(Stored entries)
__________________________________________________
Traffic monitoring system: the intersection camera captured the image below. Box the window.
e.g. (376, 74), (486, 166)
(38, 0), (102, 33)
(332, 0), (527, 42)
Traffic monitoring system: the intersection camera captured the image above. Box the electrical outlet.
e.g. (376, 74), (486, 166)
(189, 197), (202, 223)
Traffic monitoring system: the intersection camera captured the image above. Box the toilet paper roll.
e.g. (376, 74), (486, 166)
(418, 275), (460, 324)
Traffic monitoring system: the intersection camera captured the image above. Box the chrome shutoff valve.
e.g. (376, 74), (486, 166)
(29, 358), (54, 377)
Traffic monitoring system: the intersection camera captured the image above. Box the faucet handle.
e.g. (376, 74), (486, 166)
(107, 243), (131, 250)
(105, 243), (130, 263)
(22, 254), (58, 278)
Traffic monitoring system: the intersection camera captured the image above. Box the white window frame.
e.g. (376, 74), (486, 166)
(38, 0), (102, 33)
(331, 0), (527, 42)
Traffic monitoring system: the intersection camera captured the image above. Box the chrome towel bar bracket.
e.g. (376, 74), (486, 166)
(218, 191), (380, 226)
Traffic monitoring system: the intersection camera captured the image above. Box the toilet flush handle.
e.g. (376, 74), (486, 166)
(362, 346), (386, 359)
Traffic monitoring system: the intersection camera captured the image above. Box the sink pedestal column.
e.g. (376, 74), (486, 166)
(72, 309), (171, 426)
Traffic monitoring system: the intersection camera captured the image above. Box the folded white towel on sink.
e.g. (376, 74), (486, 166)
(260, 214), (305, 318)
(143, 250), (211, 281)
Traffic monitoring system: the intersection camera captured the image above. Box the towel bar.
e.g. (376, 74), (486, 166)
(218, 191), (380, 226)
__________________________________________________
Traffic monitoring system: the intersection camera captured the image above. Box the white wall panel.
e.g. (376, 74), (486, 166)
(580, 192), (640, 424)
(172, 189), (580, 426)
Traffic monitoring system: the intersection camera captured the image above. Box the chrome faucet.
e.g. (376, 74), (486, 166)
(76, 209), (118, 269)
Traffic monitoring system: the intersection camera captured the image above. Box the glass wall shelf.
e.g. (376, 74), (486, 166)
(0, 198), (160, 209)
__________________________________________________
REQUEST -> Find each line in the listing above that contains the word "toilet", and copy those lines.

CORRECT OUTPUT ->
Traffic monitoring system: the intersection camera captured the image above. Box the toilet paper roll.
Traffic monitoring system: the intersection camera captured the image above. Box the toilet flush handle.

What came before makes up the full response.